Rewrite the data starting at the line that contains "Dataset curation — object class: sidewalk." and ending with the line that contains "[15,136,240,168]". Replace "sidewalk" with "footpath" and leave everything else unchanged.

Dataset entries
^^^^

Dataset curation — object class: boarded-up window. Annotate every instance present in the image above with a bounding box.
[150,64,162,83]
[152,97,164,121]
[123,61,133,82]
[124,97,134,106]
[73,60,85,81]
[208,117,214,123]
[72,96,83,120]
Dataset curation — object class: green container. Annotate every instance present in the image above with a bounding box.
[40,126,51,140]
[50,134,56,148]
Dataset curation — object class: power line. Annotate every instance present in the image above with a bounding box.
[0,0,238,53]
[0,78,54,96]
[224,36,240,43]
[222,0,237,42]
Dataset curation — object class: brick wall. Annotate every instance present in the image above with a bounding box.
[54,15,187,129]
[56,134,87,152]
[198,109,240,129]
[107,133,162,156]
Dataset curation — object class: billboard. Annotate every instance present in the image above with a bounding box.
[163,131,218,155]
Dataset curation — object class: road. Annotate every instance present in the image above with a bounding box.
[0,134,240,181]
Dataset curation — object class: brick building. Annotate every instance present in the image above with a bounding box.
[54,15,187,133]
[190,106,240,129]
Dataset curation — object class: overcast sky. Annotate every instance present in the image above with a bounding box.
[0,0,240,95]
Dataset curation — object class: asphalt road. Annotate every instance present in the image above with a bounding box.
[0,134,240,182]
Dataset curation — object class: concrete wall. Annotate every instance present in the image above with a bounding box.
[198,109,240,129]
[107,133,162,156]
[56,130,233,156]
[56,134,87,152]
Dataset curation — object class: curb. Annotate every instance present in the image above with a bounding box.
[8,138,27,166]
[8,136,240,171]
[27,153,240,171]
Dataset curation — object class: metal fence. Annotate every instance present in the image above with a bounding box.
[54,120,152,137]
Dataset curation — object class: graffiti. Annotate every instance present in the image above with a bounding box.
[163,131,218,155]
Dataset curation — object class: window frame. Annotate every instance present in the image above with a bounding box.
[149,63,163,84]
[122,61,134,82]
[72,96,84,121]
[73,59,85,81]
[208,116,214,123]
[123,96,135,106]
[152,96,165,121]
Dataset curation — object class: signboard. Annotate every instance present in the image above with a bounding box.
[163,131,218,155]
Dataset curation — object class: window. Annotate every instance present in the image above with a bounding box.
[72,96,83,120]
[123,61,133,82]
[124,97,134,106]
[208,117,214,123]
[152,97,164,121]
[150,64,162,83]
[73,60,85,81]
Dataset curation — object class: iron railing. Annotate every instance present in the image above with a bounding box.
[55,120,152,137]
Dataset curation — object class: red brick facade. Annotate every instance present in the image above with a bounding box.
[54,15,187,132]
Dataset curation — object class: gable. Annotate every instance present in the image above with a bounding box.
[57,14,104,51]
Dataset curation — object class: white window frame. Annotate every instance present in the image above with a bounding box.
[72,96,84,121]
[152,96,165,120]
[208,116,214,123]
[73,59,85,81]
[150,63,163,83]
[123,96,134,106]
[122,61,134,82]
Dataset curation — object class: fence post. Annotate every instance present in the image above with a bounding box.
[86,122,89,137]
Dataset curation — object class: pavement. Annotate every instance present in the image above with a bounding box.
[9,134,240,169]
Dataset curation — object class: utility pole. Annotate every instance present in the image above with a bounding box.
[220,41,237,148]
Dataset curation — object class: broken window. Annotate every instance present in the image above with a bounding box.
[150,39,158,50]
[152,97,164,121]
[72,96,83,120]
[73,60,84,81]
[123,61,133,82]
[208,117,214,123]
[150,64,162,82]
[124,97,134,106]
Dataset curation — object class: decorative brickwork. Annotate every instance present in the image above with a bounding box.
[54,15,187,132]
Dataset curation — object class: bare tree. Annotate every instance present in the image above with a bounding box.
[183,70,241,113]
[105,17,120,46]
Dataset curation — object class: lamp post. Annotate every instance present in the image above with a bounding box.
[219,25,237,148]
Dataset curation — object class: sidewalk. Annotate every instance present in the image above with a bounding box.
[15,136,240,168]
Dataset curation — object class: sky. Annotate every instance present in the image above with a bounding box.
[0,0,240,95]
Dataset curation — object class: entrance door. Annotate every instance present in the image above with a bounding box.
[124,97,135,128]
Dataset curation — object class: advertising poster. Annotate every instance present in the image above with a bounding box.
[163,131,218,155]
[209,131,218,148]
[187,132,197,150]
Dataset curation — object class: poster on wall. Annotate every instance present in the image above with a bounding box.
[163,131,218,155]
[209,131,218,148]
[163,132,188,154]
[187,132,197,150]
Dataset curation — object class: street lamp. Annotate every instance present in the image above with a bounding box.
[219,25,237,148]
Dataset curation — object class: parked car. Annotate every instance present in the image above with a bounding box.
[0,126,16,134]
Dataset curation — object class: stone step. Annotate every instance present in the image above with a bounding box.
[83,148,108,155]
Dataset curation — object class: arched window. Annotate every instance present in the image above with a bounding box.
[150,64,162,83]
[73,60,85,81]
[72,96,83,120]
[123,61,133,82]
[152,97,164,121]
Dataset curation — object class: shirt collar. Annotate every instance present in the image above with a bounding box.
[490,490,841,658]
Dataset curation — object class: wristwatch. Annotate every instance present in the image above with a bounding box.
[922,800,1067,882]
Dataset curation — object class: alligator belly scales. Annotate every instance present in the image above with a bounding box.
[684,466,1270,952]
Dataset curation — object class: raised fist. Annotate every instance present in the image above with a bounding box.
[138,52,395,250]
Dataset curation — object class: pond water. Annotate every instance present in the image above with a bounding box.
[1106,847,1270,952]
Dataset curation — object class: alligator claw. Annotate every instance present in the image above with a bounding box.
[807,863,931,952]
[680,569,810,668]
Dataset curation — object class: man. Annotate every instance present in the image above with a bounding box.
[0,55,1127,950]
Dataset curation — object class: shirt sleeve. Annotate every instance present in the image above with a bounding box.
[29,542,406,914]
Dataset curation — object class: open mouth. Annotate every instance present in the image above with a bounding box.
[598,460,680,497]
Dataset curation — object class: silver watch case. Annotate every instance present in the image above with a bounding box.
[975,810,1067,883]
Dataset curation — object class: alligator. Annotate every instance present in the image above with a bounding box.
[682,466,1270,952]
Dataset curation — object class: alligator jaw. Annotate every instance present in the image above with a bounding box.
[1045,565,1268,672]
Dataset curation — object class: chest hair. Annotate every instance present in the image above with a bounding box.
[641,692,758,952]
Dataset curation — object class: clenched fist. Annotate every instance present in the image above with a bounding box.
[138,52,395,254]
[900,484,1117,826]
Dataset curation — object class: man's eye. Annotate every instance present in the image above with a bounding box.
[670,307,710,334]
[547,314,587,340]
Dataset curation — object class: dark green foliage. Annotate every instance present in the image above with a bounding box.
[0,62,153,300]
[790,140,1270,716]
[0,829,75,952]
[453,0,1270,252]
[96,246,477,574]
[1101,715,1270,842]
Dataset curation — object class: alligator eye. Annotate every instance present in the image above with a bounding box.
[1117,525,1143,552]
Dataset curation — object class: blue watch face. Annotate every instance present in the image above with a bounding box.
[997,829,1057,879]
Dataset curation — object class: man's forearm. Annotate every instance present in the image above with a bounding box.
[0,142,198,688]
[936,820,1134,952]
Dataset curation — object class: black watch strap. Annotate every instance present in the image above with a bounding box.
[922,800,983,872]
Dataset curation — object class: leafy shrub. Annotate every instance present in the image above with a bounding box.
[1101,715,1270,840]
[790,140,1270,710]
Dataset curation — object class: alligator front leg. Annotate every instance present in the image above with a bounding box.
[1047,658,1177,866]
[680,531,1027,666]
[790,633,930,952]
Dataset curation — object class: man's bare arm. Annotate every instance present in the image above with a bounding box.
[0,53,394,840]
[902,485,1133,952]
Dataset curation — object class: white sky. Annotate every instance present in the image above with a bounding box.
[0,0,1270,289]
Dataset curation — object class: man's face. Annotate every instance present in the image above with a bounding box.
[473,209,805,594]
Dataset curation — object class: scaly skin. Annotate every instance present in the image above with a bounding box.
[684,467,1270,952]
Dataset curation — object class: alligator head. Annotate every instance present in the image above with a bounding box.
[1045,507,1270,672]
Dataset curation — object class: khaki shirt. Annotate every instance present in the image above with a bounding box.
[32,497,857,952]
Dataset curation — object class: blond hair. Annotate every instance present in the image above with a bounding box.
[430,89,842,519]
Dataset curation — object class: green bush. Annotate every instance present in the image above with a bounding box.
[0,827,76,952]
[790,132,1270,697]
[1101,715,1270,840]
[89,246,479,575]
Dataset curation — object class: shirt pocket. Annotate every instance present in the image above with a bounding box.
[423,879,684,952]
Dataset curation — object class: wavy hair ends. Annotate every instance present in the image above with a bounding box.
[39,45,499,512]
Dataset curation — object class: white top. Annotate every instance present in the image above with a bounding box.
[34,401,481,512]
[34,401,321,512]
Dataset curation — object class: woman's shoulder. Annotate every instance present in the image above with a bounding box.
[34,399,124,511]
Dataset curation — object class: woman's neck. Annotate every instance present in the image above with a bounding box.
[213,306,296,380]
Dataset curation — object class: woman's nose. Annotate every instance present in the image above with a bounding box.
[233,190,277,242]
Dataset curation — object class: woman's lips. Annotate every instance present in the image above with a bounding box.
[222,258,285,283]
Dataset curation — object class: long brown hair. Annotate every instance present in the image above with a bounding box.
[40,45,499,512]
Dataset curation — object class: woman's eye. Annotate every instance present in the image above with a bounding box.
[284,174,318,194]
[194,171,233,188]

^^^^

Answer below ->
Dataset curation — object class: footpath. Annotate every instance present in the image above with a bounding box.
[15,136,240,168]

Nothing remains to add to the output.